→ SUPPLIED TEXT
NORTHBRIDGE Communities Ltd, the Bangkok-based builder of up-market expatriate compounds
over Asia, has postponed phase one of its $94 million Phnom Penh estate due to the
uncertainty of Cambodian politics.
"Political stability is a major concern of investors," said Khaou Phallaboth,
executive director of Khaou Chuly, the Cambodian firm which has a ten per cent stake
in the joint venture.
The expected completion of a section of the International School Cambodia (ISC) -
the keystone of a five-year endeavor to accommodate Westerners - has been delayed
by a year until August 1998, because international financiers see Cambodia as a "high-risk"
country, said Phallaboth.
They would wait until after the 1998 election to decide whether to go through with
the rest of the project.
"We are taking risks, but we are entrepreneurs," he said.
"We believe in the future of Cambodia."

Stored data entries:
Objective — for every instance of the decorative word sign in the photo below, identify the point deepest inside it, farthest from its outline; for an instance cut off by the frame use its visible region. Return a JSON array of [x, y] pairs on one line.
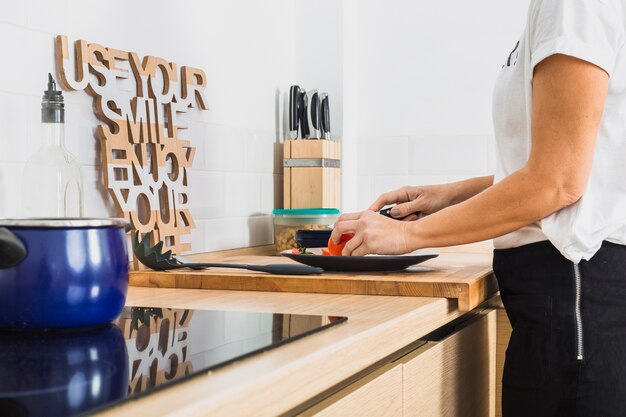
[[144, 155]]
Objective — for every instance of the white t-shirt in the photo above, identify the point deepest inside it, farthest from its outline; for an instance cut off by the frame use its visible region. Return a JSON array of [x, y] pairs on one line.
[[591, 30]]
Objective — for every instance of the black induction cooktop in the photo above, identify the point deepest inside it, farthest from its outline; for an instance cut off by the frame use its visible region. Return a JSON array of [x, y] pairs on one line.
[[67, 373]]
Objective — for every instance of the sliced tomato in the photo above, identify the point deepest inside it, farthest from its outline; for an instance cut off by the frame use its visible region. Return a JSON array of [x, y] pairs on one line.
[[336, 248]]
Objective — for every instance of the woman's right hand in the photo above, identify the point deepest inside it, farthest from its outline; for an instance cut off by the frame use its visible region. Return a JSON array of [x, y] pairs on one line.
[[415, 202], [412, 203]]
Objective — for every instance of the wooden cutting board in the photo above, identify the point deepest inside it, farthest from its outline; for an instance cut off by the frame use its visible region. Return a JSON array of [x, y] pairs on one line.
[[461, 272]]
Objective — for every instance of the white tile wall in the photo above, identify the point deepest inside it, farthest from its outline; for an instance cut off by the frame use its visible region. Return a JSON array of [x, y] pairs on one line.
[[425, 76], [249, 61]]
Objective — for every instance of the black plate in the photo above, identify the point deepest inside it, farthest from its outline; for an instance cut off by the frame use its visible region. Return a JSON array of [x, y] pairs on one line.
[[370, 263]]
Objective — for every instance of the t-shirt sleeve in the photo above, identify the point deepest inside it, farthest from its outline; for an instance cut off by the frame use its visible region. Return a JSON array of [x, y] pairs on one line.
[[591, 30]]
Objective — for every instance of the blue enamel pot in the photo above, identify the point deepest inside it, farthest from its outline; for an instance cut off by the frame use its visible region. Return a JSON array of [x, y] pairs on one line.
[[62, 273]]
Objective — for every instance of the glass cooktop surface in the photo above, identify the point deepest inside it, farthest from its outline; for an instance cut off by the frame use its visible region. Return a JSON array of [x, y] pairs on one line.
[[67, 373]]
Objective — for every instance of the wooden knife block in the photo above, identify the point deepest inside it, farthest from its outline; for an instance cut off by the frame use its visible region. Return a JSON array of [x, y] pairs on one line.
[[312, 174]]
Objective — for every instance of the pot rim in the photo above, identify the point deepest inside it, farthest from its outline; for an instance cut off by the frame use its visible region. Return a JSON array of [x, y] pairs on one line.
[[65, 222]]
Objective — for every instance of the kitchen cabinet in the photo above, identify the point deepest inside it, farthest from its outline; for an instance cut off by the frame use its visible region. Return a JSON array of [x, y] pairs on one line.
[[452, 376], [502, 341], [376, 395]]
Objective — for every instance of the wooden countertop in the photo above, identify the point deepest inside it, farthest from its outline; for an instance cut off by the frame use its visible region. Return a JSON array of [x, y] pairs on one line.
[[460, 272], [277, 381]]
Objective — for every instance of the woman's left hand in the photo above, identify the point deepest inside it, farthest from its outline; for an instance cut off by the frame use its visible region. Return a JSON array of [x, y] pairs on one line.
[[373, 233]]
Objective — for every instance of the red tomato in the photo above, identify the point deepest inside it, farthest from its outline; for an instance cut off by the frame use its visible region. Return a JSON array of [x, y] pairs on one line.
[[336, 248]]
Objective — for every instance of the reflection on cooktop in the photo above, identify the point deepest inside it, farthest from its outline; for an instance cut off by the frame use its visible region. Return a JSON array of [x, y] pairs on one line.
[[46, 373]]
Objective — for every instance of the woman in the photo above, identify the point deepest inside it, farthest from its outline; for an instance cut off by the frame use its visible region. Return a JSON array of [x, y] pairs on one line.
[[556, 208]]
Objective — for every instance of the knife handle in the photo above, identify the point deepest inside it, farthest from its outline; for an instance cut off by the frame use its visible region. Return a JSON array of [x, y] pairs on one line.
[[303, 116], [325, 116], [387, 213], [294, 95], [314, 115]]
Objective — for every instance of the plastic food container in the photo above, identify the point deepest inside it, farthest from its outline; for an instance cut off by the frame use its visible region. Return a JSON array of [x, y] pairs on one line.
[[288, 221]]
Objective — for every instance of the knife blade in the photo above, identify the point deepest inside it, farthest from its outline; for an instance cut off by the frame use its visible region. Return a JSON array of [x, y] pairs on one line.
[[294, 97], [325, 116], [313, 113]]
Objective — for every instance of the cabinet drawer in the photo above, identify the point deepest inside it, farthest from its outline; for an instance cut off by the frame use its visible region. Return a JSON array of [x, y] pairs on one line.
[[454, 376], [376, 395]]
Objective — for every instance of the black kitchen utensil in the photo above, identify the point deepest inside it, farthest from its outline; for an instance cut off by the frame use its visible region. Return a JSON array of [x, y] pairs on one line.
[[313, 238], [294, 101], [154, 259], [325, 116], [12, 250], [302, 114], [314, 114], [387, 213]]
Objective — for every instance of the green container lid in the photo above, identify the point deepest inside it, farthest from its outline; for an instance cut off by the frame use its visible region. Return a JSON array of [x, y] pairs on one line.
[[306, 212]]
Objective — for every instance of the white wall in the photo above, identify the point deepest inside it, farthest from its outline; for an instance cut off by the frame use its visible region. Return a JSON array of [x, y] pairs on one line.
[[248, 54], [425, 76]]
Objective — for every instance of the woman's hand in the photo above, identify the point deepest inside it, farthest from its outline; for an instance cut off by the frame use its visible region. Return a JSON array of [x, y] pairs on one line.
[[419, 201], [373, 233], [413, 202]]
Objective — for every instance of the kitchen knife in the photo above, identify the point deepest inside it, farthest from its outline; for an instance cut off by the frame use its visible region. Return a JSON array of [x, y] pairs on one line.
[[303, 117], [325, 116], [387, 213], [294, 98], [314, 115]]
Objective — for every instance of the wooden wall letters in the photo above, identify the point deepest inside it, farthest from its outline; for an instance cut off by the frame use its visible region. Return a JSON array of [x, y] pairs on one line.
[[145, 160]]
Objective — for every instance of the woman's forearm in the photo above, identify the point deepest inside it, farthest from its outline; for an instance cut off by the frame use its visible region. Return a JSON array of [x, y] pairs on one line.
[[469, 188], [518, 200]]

→ ASSIGNED TASK 1
According to the article on the Phnom Penh estate, until when has completion of a section of the International School Cambodia been delayed?
→ ASSIGNED TASK 2
Write the next few sentences of the article on the Phnom Penh estate, picking up after its final quoted line.

→ WRITTEN REPLY 1
Until August 1998, a delay of one year.

→ WRITTEN REPLY 2
If it is completed in 2001, Northbridge Estates Phnom Penh, six kms west of Phnom
Penh, will cater to the housing, medical, recreational and shopping demands of 3000
But Marshall Perry, an American businessman who has worked overseas for 20 years
and seen similar projects, likened them to "rich men's ghettos which are 90
percent inhabited by expats."
The complex features the school, a hospital, office park, sports center, mini-shopping
mall, 24-hour electronic and manned surveillance and a rollerblade track.
"When completed," a promotional brochure says, "Northbridge Estates
will be a highly visible example of Cambodia's forward looking economy, and will
be a key to transforming Phnom Penh into a vibrant and modern city, ready to assume
a leading role in the continued dynamic economic development of Asia.... the community
will be universally perceived as a well-planned, permanently attractive area in Phnom
Penh, and a showpiece community in Southeast Asia."
But observers question whether this multi-million dollar attempt to lure foreign
investors and their families to Cambodia is a healthy concept for the country.
Although he welcomed the project as a way to attract foreign capital to spur economic
growth, Pen Dareth, vice-president of the Center for Advanced Study (CAS), said it
was important the fruits of the project be enjoyed by the Cambodian community-at-large.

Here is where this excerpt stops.